*УСЛОВИЕ ЗАДАЧИ 1*: Определите по фрагменту о демократизации ниже, соответствуют ли ему утверждения (а), (б) и (в). Для каждого ответьте «да» или «нет» и точно процитируйте решающие слова фрагмента: (а) в начале XX века в фазу Зрелого Модерна вступают только англосаксонские страны; (б) система специализированных институтов большого государства включает не только административные органы, но и многочисленные службы; (в) в Скандинавии приходские институты помощи и надзора были сразу упразднены.

*ФРАГМЕНТ ТЕКСТА*:
|---|

С началом XX столетия не только англосаксонские страны-лидеры, но и Запад в целом постепенно начинают вступать в фазу Зрелого Модерна, а сами процессы модернизации проявляяются в характерной форме демократизации. Поднимается так называемая первая волна демократизации, влекущая существенные трансформации государственных институтов и способов их функционирования.

Функциональность ранней, ограниченной демократии первой волны заключается в охранительной и воспитывающей роли государства; оно по необходимости присваивает себе новые функции, которые непосредственно не вытекают из императивов суверенитета. Возникает расширенное или большое государство. В его рамках складывается разветвленная система специализированных институтов, включающая уже не только административные органы, но и многочисленные службы (public, civil services etc.). Подобные институты нередко создаются в результате преобразования прежних корпоративных или даже общинных структур, например, путем постепенного огосударствления приходских институтов помощи и надзора в Скандинавии.

|---|

*ИСХОДНЫЙ ЛИСТИНГ*:

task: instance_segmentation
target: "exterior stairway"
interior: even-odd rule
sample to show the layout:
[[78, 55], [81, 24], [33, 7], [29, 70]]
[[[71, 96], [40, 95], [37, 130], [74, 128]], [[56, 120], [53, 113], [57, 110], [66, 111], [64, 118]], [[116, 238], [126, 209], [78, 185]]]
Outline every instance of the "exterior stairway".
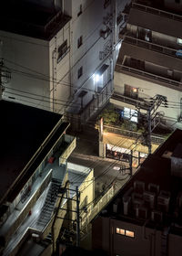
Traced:
[[51, 186], [49, 191], [47, 193], [46, 198], [45, 200], [45, 204], [41, 210], [40, 216], [37, 220], [38, 226], [46, 226], [48, 221], [50, 220], [54, 209], [55, 204], [57, 198], [58, 189], [61, 187], [61, 183], [56, 179], [52, 179]]

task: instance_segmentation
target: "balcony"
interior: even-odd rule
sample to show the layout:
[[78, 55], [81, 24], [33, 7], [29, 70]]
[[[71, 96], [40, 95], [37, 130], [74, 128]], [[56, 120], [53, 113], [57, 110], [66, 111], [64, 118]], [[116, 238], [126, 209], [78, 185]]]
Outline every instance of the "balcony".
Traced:
[[149, 103], [145, 101], [143, 99], [133, 99], [117, 92], [114, 92], [114, 94], [111, 96], [111, 99], [134, 105], [135, 107], [141, 108], [143, 110], [147, 110], [149, 106]]
[[[120, 127], [112, 126], [112, 125], [104, 125], [104, 131], [106, 131], [107, 133], [116, 133], [120, 134], [126, 137], [134, 138], [138, 141], [142, 141], [143, 137], [141, 135], [141, 133], [129, 131], [129, 130], [123, 130]], [[161, 144], [164, 143], [165, 138], [159, 135], [152, 134], [151, 135], [151, 142], [154, 144]]]
[[149, 50], [154, 50], [154, 51], [157, 51], [157, 52], [167, 54], [167, 55], [169, 55], [169, 56], [172, 56], [172, 57], [182, 59], [182, 57], [177, 56], [177, 49], [174, 49], [174, 48], [171, 48], [164, 47], [162, 45], [154, 44], [154, 43], [151, 43], [151, 42], [148, 42], [148, 41], [141, 40], [141, 39], [138, 39], [136, 37], [133, 37], [131, 36], [128, 36], [128, 33], [125, 34], [123, 36], [123, 39], [124, 39], [124, 42], [126, 42], [126, 43], [129, 43], [129, 44], [132, 44], [132, 45], [136, 45], [138, 47], [145, 48], [147, 48]]
[[137, 1], [134, 1], [132, 3], [132, 7], [136, 8], [136, 9], [145, 11], [145, 12], [147, 12], [147, 13], [150, 13], [150, 14], [157, 15], [157, 16], [165, 16], [165, 17], [167, 17], [167, 18], [170, 18], [170, 19], [173, 19], [173, 20], [182, 21], [182, 16], [181, 16], [176, 15], [176, 14], [173, 14], [173, 13], [169, 13], [169, 12], [166, 12], [164, 10], [159, 10], [159, 9], [157, 9], [157, 8], [153, 8], [151, 6], [147, 6], [147, 5], [141, 5], [141, 4], [137, 3]]
[[68, 134], [65, 134], [64, 143], [61, 144], [61, 149], [63, 149], [63, 153], [59, 156], [59, 165], [64, 165], [66, 162], [66, 159], [69, 157], [71, 153], [76, 148], [76, 139]]

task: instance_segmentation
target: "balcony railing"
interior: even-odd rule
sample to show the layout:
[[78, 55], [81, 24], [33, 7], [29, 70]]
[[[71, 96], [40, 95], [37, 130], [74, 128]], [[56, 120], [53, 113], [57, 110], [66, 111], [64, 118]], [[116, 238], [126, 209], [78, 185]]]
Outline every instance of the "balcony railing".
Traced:
[[151, 13], [151, 14], [154, 14], [154, 15], [158, 15], [160, 16], [165, 16], [165, 17], [167, 17], [167, 18], [170, 18], [170, 19], [182, 21], [182, 16], [179, 16], [179, 15], [172, 14], [172, 13], [166, 12], [166, 11], [163, 11], [163, 10], [159, 10], [159, 9], [157, 9], [157, 8], [153, 8], [151, 6], [144, 5], [138, 4], [137, 1], [134, 1], [132, 3], [132, 7], [142, 10], [142, 11], [145, 11], [145, 12], [148, 12], [148, 13]]
[[118, 71], [118, 72], [128, 71], [128, 72], [133, 73], [133, 74], [137, 74], [137, 75], [148, 78], [148, 79], [152, 79], [152, 80], [157, 80], [157, 81], [165, 82], [165, 83], [167, 83], [169, 85], [177, 86], [177, 87], [182, 89], [182, 82], [180, 82], [180, 81], [170, 80], [170, 79], [161, 77], [161, 76], [158, 76], [158, 75], [156, 75], [156, 74], [148, 73], [147, 71], [136, 69], [127, 67], [127, 66], [125, 66], [125, 65], [116, 64], [115, 70]]
[[[106, 132], [108, 132], [108, 133], [116, 133], [116, 134], [120, 134], [123, 136], [137, 139], [139, 141], [143, 140], [142, 134], [137, 132], [123, 130], [119, 127], [111, 126], [111, 125], [104, 125], [104, 130], [106, 130]], [[165, 138], [162, 136], [158, 136], [158, 135], [155, 135], [155, 134], [151, 135], [151, 142], [154, 144], [161, 144], [162, 143], [164, 143], [164, 141], [165, 141]]]
[[129, 37], [128, 35], [125, 34], [125, 36], [123, 36], [124, 37], [124, 42], [129, 43], [129, 44], [133, 44], [133, 45], [136, 45], [138, 47], [142, 47], [142, 48], [146, 48], [147, 49], [150, 50], [154, 50], [154, 51], [157, 51], [157, 52], [161, 52], [167, 55], [170, 55], [176, 58], [179, 58], [176, 55], [177, 49], [174, 49], [174, 48], [167, 48], [161, 45], [157, 45], [157, 44], [154, 44], [151, 42], [147, 42], [145, 40], [141, 40], [133, 37]]
[[149, 103], [145, 101], [143, 99], [136, 100], [136, 99], [126, 97], [125, 95], [122, 95], [122, 94], [116, 93], [116, 92], [114, 92], [114, 94], [111, 96], [111, 98], [113, 100], [123, 101], [123, 102], [134, 105], [136, 107], [142, 108], [144, 110], [147, 110], [148, 106], [149, 106]]

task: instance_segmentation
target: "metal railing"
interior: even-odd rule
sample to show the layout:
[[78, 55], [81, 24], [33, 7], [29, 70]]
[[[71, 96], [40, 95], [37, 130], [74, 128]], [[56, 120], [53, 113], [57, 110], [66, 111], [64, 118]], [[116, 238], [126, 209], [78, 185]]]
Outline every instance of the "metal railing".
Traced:
[[[120, 134], [120, 135], [134, 138], [134, 139], [138, 139], [140, 141], [143, 140], [141, 133], [124, 130], [119, 127], [111, 126], [111, 125], [104, 125], [104, 130], [106, 130], [106, 132], [108, 132], [108, 133], [116, 133], [116, 134]], [[151, 141], [152, 141], [152, 143], [161, 144], [162, 143], [164, 143], [165, 138], [162, 136], [152, 134]]]
[[131, 104], [136, 108], [142, 108], [144, 110], [147, 110], [149, 106], [149, 103], [145, 101], [143, 99], [136, 100], [116, 92], [114, 92], [114, 94], [111, 96], [111, 99], [123, 101], [125, 103]]
[[139, 47], [142, 47], [142, 48], [146, 48], [150, 49], [150, 50], [161, 52], [163, 54], [167, 54], [167, 55], [170, 55], [170, 56], [181, 59], [180, 57], [177, 57], [176, 55], [177, 49], [174, 49], [174, 48], [171, 48], [164, 47], [162, 45], [147, 42], [147, 41], [136, 38], [136, 37], [130, 37], [126, 34], [125, 34], [123, 36], [123, 37], [124, 37], [124, 42], [130, 43], [130, 44], [136, 45], [136, 46], [139, 46]]
[[136, 69], [134, 69], [134, 68], [131, 68], [131, 67], [128, 67], [128, 66], [116, 64], [116, 68], [115, 68], [115, 70], [118, 71], [118, 72], [122, 72], [123, 70], [128, 71], [128, 72], [131, 72], [131, 73], [134, 73], [134, 74], [144, 76], [144, 77], [148, 78], [148, 79], [156, 80], [157, 81], [165, 82], [165, 83], [167, 83], [169, 85], [174, 85], [174, 86], [177, 86], [178, 88], [182, 88], [182, 82], [180, 82], [180, 81], [170, 80], [170, 79], [161, 77], [161, 76], [158, 76], [158, 75], [156, 75], [156, 74], [153, 74], [153, 73], [148, 73], [147, 71]]
[[174, 20], [177, 20], [177, 21], [181, 21], [182, 22], [182, 16], [179, 15], [176, 15], [173, 13], [169, 13], [164, 10], [160, 10], [160, 9], [157, 9], [151, 6], [147, 6], [147, 5], [144, 5], [141, 4], [138, 4], [137, 1], [134, 1], [132, 3], [132, 7], [133, 8], [136, 8], [145, 12], [148, 12], [154, 15], [158, 15], [160, 16], [165, 16], [170, 19], [174, 19]]

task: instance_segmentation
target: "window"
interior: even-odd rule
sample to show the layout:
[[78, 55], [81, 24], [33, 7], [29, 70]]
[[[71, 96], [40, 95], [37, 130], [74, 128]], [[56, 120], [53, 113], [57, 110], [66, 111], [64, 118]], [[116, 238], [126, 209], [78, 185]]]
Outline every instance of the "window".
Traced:
[[124, 107], [124, 118], [137, 123], [137, 111]]
[[123, 229], [116, 228], [116, 234], [135, 238], [135, 233], [133, 231], [126, 230]]
[[79, 12], [77, 13], [77, 16], [81, 16], [82, 14], [82, 5], [79, 5]]
[[69, 48], [67, 47], [67, 39], [58, 48], [58, 59], [57, 62], [59, 62], [69, 51]]
[[182, 38], [177, 38], [177, 44], [182, 45]]
[[138, 97], [137, 88], [125, 84], [125, 96], [136, 100]]
[[116, 228], [116, 233], [125, 236], [125, 229]]
[[111, 3], [111, 0], [105, 0], [104, 8], [106, 9]]
[[77, 48], [80, 48], [83, 44], [82, 36], [77, 39]]
[[134, 232], [133, 231], [129, 231], [129, 230], [126, 230], [126, 237], [130, 237], [130, 238], [134, 238]]
[[83, 67], [80, 67], [77, 70], [77, 79], [79, 79], [83, 75]]

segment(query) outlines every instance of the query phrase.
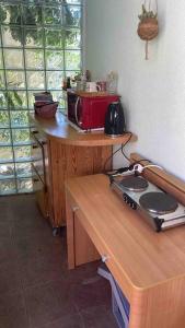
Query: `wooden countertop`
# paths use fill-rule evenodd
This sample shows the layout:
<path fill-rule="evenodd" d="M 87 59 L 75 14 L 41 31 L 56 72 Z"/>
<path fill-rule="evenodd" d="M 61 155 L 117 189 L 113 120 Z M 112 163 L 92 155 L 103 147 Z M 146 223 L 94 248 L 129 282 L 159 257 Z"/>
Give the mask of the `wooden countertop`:
<path fill-rule="evenodd" d="M 102 174 L 69 179 L 67 191 L 131 289 L 143 291 L 185 277 L 185 225 L 155 233 Z"/>
<path fill-rule="evenodd" d="M 130 132 L 116 138 L 111 138 L 104 134 L 103 131 L 84 133 L 78 132 L 69 125 L 66 116 L 60 113 L 58 113 L 53 119 L 43 119 L 31 114 L 30 119 L 34 125 L 42 129 L 49 139 L 56 139 L 56 141 L 63 144 L 80 147 L 125 144 L 130 138 Z M 136 139 L 136 136 L 132 136 L 130 141 L 135 141 Z"/>

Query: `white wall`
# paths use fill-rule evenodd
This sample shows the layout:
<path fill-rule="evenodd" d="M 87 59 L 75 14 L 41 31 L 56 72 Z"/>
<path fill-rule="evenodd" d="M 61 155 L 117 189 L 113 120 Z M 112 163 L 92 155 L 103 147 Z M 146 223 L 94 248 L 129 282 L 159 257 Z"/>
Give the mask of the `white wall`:
<path fill-rule="evenodd" d="M 93 79 L 118 72 L 127 129 L 138 136 L 127 154 L 136 151 L 185 180 L 185 1 L 158 1 L 160 34 L 148 61 L 137 35 L 142 2 L 86 0 L 86 68 Z M 120 154 L 114 164 L 125 164 Z"/>

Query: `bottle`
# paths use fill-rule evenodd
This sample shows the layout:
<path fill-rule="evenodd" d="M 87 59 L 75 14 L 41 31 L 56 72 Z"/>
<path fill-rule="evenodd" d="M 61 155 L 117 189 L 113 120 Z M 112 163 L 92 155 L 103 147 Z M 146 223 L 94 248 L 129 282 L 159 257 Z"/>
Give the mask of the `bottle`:
<path fill-rule="evenodd" d="M 67 78 L 67 89 L 71 89 L 71 80 L 69 77 Z"/>

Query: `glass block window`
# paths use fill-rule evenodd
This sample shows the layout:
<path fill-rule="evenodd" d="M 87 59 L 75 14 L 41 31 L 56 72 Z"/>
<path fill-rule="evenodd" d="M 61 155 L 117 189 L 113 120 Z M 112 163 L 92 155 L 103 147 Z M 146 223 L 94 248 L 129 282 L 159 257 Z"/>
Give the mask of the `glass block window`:
<path fill-rule="evenodd" d="M 65 110 L 62 79 L 82 69 L 82 1 L 0 1 L 0 195 L 32 191 L 33 94 L 50 91 Z"/>

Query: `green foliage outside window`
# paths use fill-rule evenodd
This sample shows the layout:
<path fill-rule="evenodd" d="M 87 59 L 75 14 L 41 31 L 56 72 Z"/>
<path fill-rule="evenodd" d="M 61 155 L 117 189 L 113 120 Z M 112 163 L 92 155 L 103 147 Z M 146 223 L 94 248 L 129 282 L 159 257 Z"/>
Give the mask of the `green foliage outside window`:
<path fill-rule="evenodd" d="M 0 1 L 0 194 L 32 190 L 28 113 L 34 92 L 81 70 L 81 0 Z"/>

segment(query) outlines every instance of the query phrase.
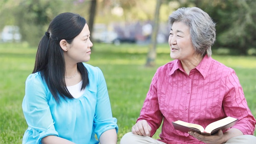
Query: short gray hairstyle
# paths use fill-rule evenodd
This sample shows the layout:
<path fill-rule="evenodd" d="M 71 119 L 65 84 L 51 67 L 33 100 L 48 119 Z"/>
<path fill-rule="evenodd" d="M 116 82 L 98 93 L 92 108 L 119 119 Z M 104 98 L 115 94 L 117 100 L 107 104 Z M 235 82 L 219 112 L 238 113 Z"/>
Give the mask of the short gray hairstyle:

|---|

*УСЛОВИЕ ЗАДАЧИ 2*: Процитируйте, пожалуйста, листинг от самого его начала вниз до строки, содержащей «179], [52, 179]]», включая обе границы. Пометки о картинках в ответ не включайте.

*ПОЛНЫЙ ОТВЕТ 1*:
(а) Нет: «не только англосаксонские страны-лидеры, но и Запад в целом постепенно начинают вступать в фазу Зрелого Модерна».
(б) Да: «включающая уже не только административные органы, но и многочисленные службы».
(в) Нет: «путем постепенного огосударствления приходских институтов помощи и надзора в Скандинавии».

*ПОЛНЫЙ ОТВЕТ 2*:
task: instance_segmentation
target: "exterior stairway"
interior: even-odd rule
sample to show the layout:
[[78, 55], [81, 24], [33, 7], [29, 70]]
[[[71, 96], [40, 95], [37, 130], [74, 128]], [[56, 120], [53, 113], [57, 110], [66, 111], [64, 118]], [[116, 238], [126, 209], [78, 185]]]
Outline every instance of the "exterior stairway".
Traced:
[[51, 186], [49, 191], [47, 193], [46, 198], [45, 200], [45, 204], [41, 210], [40, 216], [37, 220], [38, 226], [46, 226], [48, 221], [50, 220], [54, 209], [55, 204], [57, 198], [58, 189], [61, 187], [61, 183], [56, 179], [52, 179]]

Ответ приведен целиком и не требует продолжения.